=== ARTICLE ===
On December 18, 2013: (i) Justice Operating Company, LLC, a Delaware limited liability company (“Operating”), entered into a loan agreement (“Mortgage Loan Agreement”) with Bank of America (“Mortgage Lender”); and (ii) Justice Mezzanine Company, a Delaware limited liability company (“Mezzanine”), entered into a mezzanine loan agreement (“Mezzanine Loan Agreement” and, together with the Mortgage Loan Agreement, the “Loan Agreements”) with ISBI San Francisco Mezz Lender LLC (“Mezzanine Lender” and, together with Mortgage Lender, the “Lenders”). The Partnership is the sole member of Mezzanine, and Mezzanine is the sole member of Operating.
 
The Loan Agreements provide for a $97,000,000 Mortgage Loan and a $20,000,000 Mezzanine Loan. The proceeds of the Loan Agreements were used to fund the redemption of limited partnership interests described above and the pay-off of the prior mortgage.
 
The Mortgage Loan is secured by the Partnership’s principal asset, the Hilton San Francisco-Financial District (the “Property”). The Mortgage Loan bears an interest rate of 5.28% per annum and matures on January 1, 2024. The term of the Mortgage Loan is 10 years with interest only due in the first three years and equal monthly principal and interest payments based upon a 30 year amortization schedule for the remaining seven years of the Mortgage Loan term. The Mortgage Loan also requires payments for impounds related to property tax, insurance and capital improvement reserves. As additional security for the Mortgage Loan, there is a limited guaranty (“Mortgage Guaranty”) executed by the Company in favor of Mortgage Lender.

=== MATERIAL SHOWN ===
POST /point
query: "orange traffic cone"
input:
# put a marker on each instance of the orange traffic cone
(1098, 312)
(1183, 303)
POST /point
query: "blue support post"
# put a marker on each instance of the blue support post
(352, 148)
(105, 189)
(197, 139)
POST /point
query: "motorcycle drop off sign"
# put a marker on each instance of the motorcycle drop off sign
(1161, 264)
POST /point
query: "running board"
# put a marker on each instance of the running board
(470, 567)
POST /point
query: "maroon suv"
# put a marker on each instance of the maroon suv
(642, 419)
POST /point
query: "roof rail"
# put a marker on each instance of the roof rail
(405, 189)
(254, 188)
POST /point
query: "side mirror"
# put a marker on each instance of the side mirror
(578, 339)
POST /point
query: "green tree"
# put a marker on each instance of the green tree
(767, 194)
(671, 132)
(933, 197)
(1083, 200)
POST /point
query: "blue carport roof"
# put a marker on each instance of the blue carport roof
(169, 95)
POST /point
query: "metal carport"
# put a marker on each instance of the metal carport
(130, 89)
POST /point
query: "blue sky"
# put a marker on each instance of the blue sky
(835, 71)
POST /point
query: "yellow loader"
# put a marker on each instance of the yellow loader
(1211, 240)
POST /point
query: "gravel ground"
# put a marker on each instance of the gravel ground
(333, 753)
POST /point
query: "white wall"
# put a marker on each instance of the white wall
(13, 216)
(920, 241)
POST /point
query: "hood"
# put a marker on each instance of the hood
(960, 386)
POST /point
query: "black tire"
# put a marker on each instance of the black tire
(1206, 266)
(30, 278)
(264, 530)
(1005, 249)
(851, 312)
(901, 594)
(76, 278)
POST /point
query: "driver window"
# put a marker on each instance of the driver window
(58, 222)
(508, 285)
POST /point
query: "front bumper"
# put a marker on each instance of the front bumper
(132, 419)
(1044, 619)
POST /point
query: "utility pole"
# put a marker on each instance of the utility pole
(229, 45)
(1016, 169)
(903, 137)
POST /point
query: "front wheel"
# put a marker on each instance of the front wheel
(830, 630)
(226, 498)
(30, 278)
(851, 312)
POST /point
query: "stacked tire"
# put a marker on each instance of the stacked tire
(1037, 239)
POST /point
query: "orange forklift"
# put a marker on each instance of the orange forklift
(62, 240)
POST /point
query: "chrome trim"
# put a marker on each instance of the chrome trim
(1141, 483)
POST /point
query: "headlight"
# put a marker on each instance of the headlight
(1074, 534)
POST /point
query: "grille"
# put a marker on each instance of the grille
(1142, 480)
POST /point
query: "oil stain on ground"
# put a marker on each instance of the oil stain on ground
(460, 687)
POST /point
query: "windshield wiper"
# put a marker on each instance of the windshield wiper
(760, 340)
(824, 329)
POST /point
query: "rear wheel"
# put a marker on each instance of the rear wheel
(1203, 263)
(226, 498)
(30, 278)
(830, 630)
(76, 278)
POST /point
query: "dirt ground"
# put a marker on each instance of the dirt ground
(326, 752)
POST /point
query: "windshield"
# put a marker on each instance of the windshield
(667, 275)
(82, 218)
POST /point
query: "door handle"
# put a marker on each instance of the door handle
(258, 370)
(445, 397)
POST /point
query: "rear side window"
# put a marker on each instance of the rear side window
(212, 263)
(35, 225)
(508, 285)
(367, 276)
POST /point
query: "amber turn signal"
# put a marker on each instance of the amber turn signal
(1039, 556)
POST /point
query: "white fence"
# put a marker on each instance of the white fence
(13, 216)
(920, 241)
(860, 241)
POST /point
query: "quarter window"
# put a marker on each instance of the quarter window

=== WHAT TO DO ===
- 1) Answer these from the loan text, one line each:
(a) On what date were the Loan Agreements entered into?
(b) What interest rate does the Mortgage Loan bear?
(c) How large is the Mezzanine Loan?
- 2) Rewrite the stretch of the loan text from "On December 18, 2013: (i)" through "member of Operating.", changing "Delaware" to "Nevada".
- 3) Does each statement agree with the loan text? Answer yes or no and quote the deciding words.
(a) The Partnership is the sole member of Operating.
(b) The Mortgage Loan matures on January 1, 2024.
(c) Only interest is due during the first five years of the Mortgage Loan.
The rows are separate material, unrelated to the loan text.

=== WRITTEN RESPONSES ===
- 1)
(a) December 18, 2013
(b) 5.28% per annum
(c) $20,000,000

- 2)
On December 18, 2013: (i) Justice Operating Company, LLC, a Nevada limited liability company (“Operating”), entered into a loan agreement (“Mortgage Loan Agreement”) with Bank of America (“Mortgage Lender”); and (ii) Justice Mezzanine Company, a Nevada limited liability company (“Mezzanine”), entered into a mezzanine loan agreement (“Mezzanine Loan Agreement” and, together with the Mortgage Loan Agreement, the “Loan Agreements”) with ISBI San Francisco Mezz Lender LLC (“Mezzanine Lender” and, together with Mortgage Lender, the “Lenders”). The Partnership is the sole member of Mezzanine, and Mezzanine is the sole member of Operating.

- 3)
(a) No: "The Partnership is the sole member of Mezzanine, and Mezzanine is the sole member of Operating."
(b) Yes: "matures on January 1, 2024"
(c) No: "interest only due in the first three years"